** start of Text passage **
The purpose of network visualization is to assist users to perceive the network structure and understand and explore patterns hidden in the network data [1,2]. However, the details of all the nodes and edges, which are shown in their entirety on a limited-size screen, is not a good solution, and it may cause the following problems from a visualization point of view. On the one hand, when a complex network with large numbers of nodes and high-density edges is visualized on a limited-size screen, users fall easily into a chaotic and overlapping node-connection diagram, where it is difficult to identify and perceive the overall structure of the network, and the users cannot easily find elements of interest. On the other hand, the large amount of data inevitably brings greater computational pressure and higher requirements on the algorithms and hardware. In short, inefficient or time-consuming network visualization loses its meaning.
Until now, the existing work of complex networks has been limited to the local scale structure, obtained through statistical distribution, or the macroscopic scale of the overall parameters of the network. However, these two levels can be understood through the intermediate level, which is called the mesoscale structure [3]. A mesoscale can be understood as a substructure or subgraph. Substructures have their own topological entities, such as motifs, cliques, cores, and loops, but usually they describe the community [4]. The research of network synchronization processes actually involves studying the evolution process of the dynamic behavior of the network from a small to a large scale, which is inseparable from the mesoscale characteristics of complex networks [5].
** end of Text passage **
## Stated task 1
Please list every topological entity that the network visualization passage gives as an example of a substructure.
## Stated task 2
Pick up the network visualization passage after its final sentence and continue writing it.
** start of Data listing **
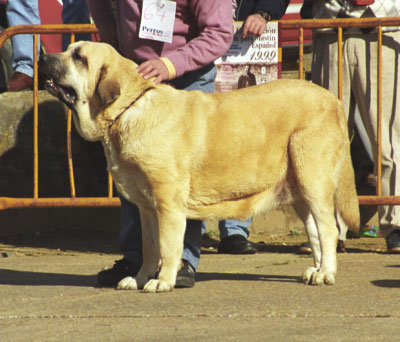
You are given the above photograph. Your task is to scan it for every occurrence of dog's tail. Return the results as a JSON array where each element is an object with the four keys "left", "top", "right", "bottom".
[{"left": 335, "top": 153, "right": 360, "bottom": 236}]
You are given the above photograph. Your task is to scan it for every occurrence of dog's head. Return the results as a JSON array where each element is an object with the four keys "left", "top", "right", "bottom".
[{"left": 39, "top": 42, "right": 150, "bottom": 141}]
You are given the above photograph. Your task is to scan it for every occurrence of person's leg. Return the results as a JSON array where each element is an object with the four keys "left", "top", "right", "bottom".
[
  {"left": 353, "top": 32, "right": 400, "bottom": 253},
  {"left": 218, "top": 218, "right": 257, "bottom": 254},
  {"left": 61, "top": 0, "right": 92, "bottom": 51},
  {"left": 6, "top": 0, "right": 40, "bottom": 78}
]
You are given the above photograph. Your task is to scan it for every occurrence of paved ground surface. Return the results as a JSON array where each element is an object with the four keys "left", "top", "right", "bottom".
[{"left": 0, "top": 212, "right": 400, "bottom": 342}]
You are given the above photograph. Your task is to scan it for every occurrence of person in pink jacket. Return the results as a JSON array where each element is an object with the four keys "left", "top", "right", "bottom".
[{"left": 87, "top": 0, "right": 233, "bottom": 287}]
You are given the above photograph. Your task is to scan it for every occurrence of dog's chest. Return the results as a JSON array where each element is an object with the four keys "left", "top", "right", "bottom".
[{"left": 103, "top": 135, "right": 151, "bottom": 202}]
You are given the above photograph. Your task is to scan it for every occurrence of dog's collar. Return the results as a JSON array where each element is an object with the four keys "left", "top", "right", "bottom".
[{"left": 108, "top": 86, "right": 155, "bottom": 128}]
** end of Data listing **
## Written answer 1
motifs, cliques, cores, loops

## Written answer 2
In order to display information effectively and assist users in perceiving the mesoscale structure of the network, a large-scale network must be reduced to bring down the user’s perception complexity and the computational complexity of the layout process. According to the purpose of reduction, the methods of network reduction processing can be divided into three types: filtering, sampling, and compression. Filtering means to filter the nodes and edges that satisfy the condition by a single attribute or a combination of multiple attributes in the network, thereby reducing the number of nodes and the density of the edges. Filtering technology is more about further refinement and exploration of network data, which needs a certain understanding of the network structure. For example, the elements that meet the requirements are selected and displayed on the screen, according to the degree, the intermediate centrality, the intermediate centrality of nodes, the weight of edges, or any other attributes. Sampling is to select the representative nodes and edges according to a certain sampling strategy and to reflect the structural characteristics of the original network with as few nodes and edges as possible. Common sampling strategies [6] include random node selection, random edge selection, random walk, and sampling strategies based on topological layered models. Compared with filtering and sampling, compression is achieved by aggregating nodes or edges with certain similarities and adopting new nodes instead of aggregation [7]. While reducing the scale of the nodes, it can also ensure the integrity of the network and display the subgraphs of the network. The composition and other characteristics help users perceive the overall structure of the network from the mesoscale structure [8].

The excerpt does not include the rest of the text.